[GIVEN EXERCISE 1]
Answer these questions about the forum thread on feeding baby rabbits:
(a) According to the rough guide, what do rabbits eat at 1-5 weeks old?
(b) What does the post from Watermelons on Oct 19, 2014 say to do with a baby rabbit found outside whose eyes are not open?
(c) How many pellets does the guide give for rabbits from 6 months old onwards?
[GIVEN EXERCISE 2]
Duplicate the part of the forum thread on feeding baby rabbits that starts with "If you found" and goes on through "(Oct 20, 2014)".
[GIVEN EXERCISE 3]
Write the next part of the forum thread on feeding baby rabbits, continuing from the point where it stops.

[SOURCE EXCERPT]
# My mom wrap a chance has a baby and I need help taking care of them what find of food



## helenaR839 (Oct 18, 2014)

Every one


----------



## Watermelons (Oct 18, 2014)

.... ?


----------



## fuzyjack (Oct 19, 2014)

What??


----------



## whiskylollipop (Oct 19, 2014)

Do you mean to ask, what kind of food to feed baby rabbits?


----------



## helenaR839 (Oct 19, 2014)

Yes the same you feed big


----------



## helenaR839 (Oct 19, 2014)

Rabbits


----------



## whiskylollipop (Oct 19, 2014)

No, not the same. How old are the baby rabbits? Here's a rough guide:

1-5 weeks old: Mother's milk
5-8 weeks old: Wean on to alfalfa hay and pellets
2-6 months old: Unlimited alfalfa hay and unlimited pellets
6 months old onwards: Unlimited timothy hay and 1/4 cup pellets


----------



## Watermelons (Oct 19, 2014)

If you found a baby rabbit outside and its eyes are open, PUT IT BACK!
If its eyes are not open, TAKE IT TO A WILDLIFE REHAB.


----------



## helenaR839 (Oct 20, 2014)

Object location annotation data:
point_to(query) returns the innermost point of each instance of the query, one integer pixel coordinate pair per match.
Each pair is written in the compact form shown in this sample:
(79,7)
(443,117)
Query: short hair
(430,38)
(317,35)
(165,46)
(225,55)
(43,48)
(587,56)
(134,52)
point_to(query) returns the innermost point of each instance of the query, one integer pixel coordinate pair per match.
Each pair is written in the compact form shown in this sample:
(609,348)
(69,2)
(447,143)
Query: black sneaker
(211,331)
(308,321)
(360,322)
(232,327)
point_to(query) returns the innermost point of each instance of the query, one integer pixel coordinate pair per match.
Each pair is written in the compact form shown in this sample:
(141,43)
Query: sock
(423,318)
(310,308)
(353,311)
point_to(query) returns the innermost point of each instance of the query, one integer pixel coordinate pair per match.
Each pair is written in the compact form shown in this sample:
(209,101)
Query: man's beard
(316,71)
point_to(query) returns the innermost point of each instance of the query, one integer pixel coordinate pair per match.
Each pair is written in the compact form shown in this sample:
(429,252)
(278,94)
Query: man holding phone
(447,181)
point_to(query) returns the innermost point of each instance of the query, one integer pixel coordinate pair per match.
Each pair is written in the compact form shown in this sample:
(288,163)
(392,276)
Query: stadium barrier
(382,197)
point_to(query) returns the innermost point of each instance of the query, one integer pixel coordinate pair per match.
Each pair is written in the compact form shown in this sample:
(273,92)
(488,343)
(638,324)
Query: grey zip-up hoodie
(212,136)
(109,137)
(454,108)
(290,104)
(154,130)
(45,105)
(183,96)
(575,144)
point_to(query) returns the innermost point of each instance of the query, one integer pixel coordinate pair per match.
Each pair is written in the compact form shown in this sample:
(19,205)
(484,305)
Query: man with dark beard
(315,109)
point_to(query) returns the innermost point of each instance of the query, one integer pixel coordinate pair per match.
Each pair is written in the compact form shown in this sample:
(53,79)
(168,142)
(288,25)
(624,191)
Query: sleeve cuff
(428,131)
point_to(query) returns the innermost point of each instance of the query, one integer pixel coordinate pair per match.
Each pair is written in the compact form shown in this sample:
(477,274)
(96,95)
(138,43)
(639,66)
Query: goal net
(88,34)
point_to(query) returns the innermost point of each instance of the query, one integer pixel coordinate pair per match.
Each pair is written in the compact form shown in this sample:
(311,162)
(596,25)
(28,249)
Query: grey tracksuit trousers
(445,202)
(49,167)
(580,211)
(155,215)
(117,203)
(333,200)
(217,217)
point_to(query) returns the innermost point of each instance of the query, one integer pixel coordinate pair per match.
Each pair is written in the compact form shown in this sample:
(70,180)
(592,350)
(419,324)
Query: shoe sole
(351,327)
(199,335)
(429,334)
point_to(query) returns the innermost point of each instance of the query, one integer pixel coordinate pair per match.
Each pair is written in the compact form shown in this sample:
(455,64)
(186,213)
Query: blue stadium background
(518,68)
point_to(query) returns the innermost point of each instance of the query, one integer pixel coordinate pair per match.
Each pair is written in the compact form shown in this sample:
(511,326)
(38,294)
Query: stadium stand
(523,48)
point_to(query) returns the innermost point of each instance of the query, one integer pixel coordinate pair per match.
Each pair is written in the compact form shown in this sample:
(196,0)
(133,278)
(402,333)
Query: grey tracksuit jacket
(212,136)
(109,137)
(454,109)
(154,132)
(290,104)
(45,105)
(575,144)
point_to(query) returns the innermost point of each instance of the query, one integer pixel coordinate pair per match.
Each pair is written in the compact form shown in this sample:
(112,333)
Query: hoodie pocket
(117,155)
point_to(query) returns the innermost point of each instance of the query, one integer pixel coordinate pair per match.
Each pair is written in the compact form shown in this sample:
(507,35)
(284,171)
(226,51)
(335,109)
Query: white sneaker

[TASK RESULT 1]
(a) Mother's milk
(b) Take it to a wildlife rehab.
(c) 1/4 cup

[TASK RESULT 2]
If you found a baby rabbit outside and its eyes are open, PUT IT BACK!
If its eyes are not open, TAKE IT TO A WILDLIFE REHAB.


----------



## helenaR839 (Oct 20, 2014)

[TASK RESULT 3]
Ok because my mother cat just had a newborn baby and I got the &#9829; mother cat from one of my cousins


----------



## Ana_The_Dreamer (Oct 20, 2014)

So, you're saying your cat got the baby bunny??
I agree with Watermelons, take it to a wildlife rehab *asap*.


----------



## JBun (Oct 20, 2014)

I think you need to be more clear on what you are asking here. Are you asking what to feed a baby rabbit or what to feed a new born kitten? What exactly is it you need to know how to feed and why? You haven't given us any details about the situation, so it's impossible for us to make any sort of recommendations or help in any way. If it is a baby rabbit, where did it come from, is it's mother around, and is she feeding it, and how old is it?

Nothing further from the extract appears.